Aim of the task: The listing that follows must be retyped in full, exactly.
┏━━
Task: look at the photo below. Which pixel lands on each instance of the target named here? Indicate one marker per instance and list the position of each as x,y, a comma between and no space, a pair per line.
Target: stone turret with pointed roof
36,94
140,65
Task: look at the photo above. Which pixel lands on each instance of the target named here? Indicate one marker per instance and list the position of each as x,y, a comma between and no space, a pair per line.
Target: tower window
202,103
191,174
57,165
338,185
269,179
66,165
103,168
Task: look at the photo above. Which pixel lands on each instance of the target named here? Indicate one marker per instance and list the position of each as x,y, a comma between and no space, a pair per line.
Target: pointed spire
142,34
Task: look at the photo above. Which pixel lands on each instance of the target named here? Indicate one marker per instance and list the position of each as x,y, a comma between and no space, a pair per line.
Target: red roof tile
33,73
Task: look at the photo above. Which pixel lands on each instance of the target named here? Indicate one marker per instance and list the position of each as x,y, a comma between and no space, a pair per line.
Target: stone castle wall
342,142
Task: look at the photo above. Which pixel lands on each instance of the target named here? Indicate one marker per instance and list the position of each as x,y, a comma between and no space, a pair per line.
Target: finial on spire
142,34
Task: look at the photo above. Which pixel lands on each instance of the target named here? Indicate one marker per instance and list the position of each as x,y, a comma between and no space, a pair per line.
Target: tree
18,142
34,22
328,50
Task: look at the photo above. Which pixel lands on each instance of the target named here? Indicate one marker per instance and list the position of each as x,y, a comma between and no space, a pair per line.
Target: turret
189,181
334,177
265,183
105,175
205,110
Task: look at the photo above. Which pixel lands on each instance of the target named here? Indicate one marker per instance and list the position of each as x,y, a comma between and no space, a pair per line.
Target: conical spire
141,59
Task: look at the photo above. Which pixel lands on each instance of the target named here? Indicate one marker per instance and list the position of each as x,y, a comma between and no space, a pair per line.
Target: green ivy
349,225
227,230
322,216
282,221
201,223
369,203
┗━━
Result for this task:
Task: look at the photo below. Which pixel lands on each instance of the target named here? Indicate one marker per instance and list the position of each as x,y, a comma between and no space, a pair per line.
Target: stone turret with pointed roof
36,94
140,65
Task: look at the photo above. Which pixel lands on each instance of the target named here? Indicate one marker per instance and list the position of each as x,y, a comma between and no space, a pair per line.
Target: tower window
202,103
191,174
57,165
338,185
269,179
66,165
103,168
Task: look at the photo above. Which pixel lands on each instance of the target named here? Indicate one marker per instance and list the position of each as x,y, a comma between and no space, a pair per line.
Target: pointed spire
142,34
Task: look at the photo above. Which pixel lands on each instance of the target named here? Indicate one marker per instance and list the position of each as x,y, a comma between and no space, a pair per line.
Target: red roof tile
33,73
Task: look at the photo above. Which pixel lands on each instance of the target named here? Indicate one marker per instance and list the position of each as x,y, a comma between and no space, a pair per line.
Target: stone castle wall
342,142
Task: look at the photo above. Which pixel lands on each instance of the target named here? Indicate one marker per instance and list the position of each as x,y, a comma between and no space, a pair per line.
Target: finial on spire
142,34
Task: look at the photo above. Which pixel lands on each instance of the target named here? Indicate one marker per instance and list the position of each as x,y, a comma between and no space, a pair per line.
Target: tree
18,142
34,22
328,50
Task: look at the photo above. Which pixel lands on each instance of the target named here? Indicate one marker per instance and list the position of each as x,y, a comma between and no space, a pair per line.
Target: turret
189,181
334,177
265,183
105,175
205,110
Task: look at the photo above. Which pixel lands on each instance of the target named here? Indicate one marker per instance and list the position of each as x,y, a comma between and no space, a pair per line.
Target: conical spire
141,59
Task: look at the photo above. Which pixel lands on each instance of the target named here? Indicate one marker per instance and list the position of each as x,y, a comma between and no space, a pair per line.
Target: green ivy
349,225
227,230
322,216
282,221
201,223
369,203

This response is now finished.